-- What this task involves --
Change every "place a dot" in the data below to "put a marker" and keep everything else unchanged. Leave the pictures out of your answer.

Stored data entries

--------------------------------------------------

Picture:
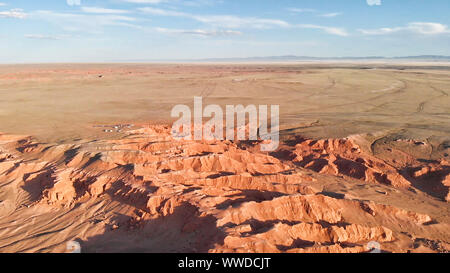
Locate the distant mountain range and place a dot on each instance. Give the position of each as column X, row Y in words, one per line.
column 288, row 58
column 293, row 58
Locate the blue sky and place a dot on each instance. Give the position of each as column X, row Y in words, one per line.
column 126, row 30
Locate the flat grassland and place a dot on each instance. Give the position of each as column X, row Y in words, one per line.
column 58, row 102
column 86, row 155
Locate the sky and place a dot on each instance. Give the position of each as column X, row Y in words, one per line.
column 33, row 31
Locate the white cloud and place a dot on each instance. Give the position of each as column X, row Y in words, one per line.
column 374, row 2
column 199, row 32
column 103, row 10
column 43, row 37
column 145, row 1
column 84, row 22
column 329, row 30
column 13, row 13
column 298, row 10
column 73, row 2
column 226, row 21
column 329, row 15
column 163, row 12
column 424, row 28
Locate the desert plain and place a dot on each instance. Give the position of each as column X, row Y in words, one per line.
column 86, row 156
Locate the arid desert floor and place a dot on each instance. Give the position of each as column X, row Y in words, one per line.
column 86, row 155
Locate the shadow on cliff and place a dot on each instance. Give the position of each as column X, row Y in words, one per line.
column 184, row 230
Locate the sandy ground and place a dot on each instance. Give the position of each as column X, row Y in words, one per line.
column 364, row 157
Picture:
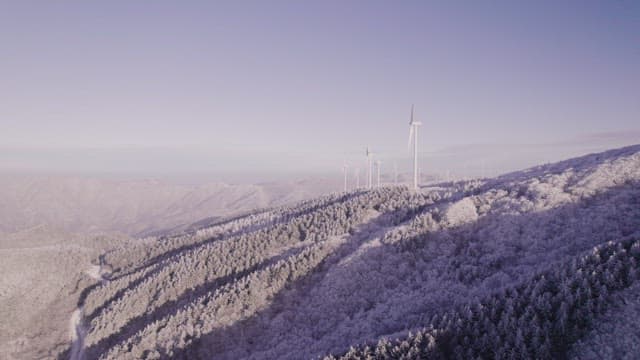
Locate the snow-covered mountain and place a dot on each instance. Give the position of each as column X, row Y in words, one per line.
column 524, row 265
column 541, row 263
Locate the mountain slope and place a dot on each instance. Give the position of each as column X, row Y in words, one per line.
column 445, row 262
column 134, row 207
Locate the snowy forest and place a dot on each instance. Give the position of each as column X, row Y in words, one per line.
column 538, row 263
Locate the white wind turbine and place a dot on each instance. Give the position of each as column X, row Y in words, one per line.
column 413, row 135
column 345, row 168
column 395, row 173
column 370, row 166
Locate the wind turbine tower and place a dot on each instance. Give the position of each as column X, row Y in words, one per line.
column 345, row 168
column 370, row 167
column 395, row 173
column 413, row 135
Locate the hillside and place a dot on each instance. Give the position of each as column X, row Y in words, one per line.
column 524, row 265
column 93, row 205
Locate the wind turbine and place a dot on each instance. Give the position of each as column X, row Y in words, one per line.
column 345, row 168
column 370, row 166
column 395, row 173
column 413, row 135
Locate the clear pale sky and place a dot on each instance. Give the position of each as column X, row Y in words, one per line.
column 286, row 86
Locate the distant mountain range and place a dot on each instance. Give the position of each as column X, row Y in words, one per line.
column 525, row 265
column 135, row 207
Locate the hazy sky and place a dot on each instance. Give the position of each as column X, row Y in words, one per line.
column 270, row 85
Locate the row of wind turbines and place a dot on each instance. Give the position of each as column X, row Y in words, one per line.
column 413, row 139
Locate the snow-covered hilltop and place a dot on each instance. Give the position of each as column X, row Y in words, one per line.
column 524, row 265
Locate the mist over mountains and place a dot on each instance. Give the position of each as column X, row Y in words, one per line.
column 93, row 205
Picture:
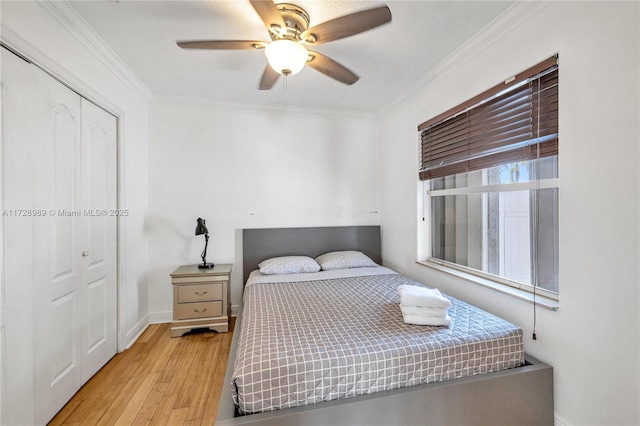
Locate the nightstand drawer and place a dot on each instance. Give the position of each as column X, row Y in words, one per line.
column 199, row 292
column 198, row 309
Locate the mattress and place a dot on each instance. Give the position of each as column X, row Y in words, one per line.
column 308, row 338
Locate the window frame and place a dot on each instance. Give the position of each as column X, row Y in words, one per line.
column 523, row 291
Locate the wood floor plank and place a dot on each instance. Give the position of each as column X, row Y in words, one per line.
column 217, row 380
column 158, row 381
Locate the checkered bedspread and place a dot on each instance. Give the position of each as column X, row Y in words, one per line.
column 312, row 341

--------------------------------------------------

-- Task output --
Picture:
Locate the distant mountain range and put a marker on each instance. Give the position of each as column X, row Y in words, one per line.
column 288, row 58
column 293, row 58
Locate the blue sky and put a marker on each instance. Give the position of each as column X, row Y in words, one per line.
column 126, row 30
Locate the flat grassland and put a marker on each instance. Give the position of each as column X, row Y in words, one per line.
column 58, row 102
column 86, row 155
Locate the sky and put a marker on each instance. Give the position of each as column X, row Y in words, one per line.
column 33, row 31
Locate the white cloud and put a marker on each instance. Give the position of each as column X, row Y in words, one per line.
column 374, row 2
column 199, row 32
column 103, row 10
column 43, row 37
column 145, row 1
column 84, row 22
column 329, row 30
column 13, row 13
column 298, row 10
column 73, row 2
column 226, row 21
column 329, row 15
column 163, row 12
column 424, row 28
Locate the desert plain and put a marker on each instance. Give the position of each as column X, row Y in words, one per line.
column 86, row 156
Locate the arid desert floor and put a marker on each instance. Give the position of each as column X, row Y in words, one per line.
column 86, row 155
Locate the shadow on cliff and put a marker on each instance. Give the position of each as column X, row Y in words, one per line.
column 184, row 230
Locate the sandy ground and put a marker on each instance. Give the position of each as column X, row Y in words, one per line.
column 364, row 157
Picture:
Locate the snow-covered mountain and put a marker on each instance. Give the position of each as column X, row Y in words, one per line.
column 524, row 265
column 541, row 263
Locate the mountain slope and put a marker on each instance. Give the position of each as column X, row Y in words, one per line.
column 445, row 262
column 134, row 207
Locate the snowy forest and put a marker on each instance. Give the position of each as column X, row Y in words, one per line.
column 538, row 263
Locate the white wind turbine and put a marker on each instance. Give the position of each as column X, row Y in words, one per line.
column 413, row 135
column 345, row 168
column 395, row 173
column 370, row 166
Locate the wind turbine tower and put a marker on each instance. Give the position of each as column X, row Y in words, one per line.
column 345, row 168
column 370, row 167
column 395, row 173
column 413, row 135
Locate the hillside and put a marker on each instance. Give the position of each as column X, row Y in words, one per line.
column 524, row 265
column 93, row 205
Locate the wind turbine and put a marker on each instance. Give the position of each as column X, row Y in words, one per line.
column 345, row 168
column 370, row 166
column 395, row 173
column 413, row 135
Locate the clear pale sky and put a marker on each instance. Give the position of each as column X, row Y in words, one per line.
column 286, row 86
Locate the distant mountain range and put a marker on each instance. Give the position of each as column X, row Y in words, one per line.
column 525, row 265
column 135, row 207
Locate the hazy sky and put a marker on each instance. Give the position of each as column X, row Y in words, one per line.
column 270, row 85
Locate the row of wind turbines and put a marker on each instance. Give the position of each as column X, row Y in words, one per line.
column 413, row 139
Locate the snow-covered hilltop and put a marker on each instance. Give the position of each as column X, row Y in words, one per line.
column 524, row 265
Locate the mist over mountains and put a marker on each instance. Give the position of each as column X, row Y in words, one per line.
column 93, row 205
Picture:
Locate the nightstand drawer and put a marker on each instance. Give the position of each as column X, row Y in words, one per line.
column 199, row 292
column 198, row 309
Locate the mattress and put a marker on each instance. Give the position of each as column X, row Y in words, one per line.
column 308, row 338
Locate the window frame and put a marker on each instance. Give the position of each as column X, row Y in words, one per line.
column 523, row 291
Locate the wood floor plank and put a marker on each instance. Give the position of each as column X, row Y in words, one per line.
column 217, row 380
column 158, row 381
Locate the checkered bedspread and put a marker on each instance. Give the position of each as column X, row Y in words, one per line.
column 312, row 341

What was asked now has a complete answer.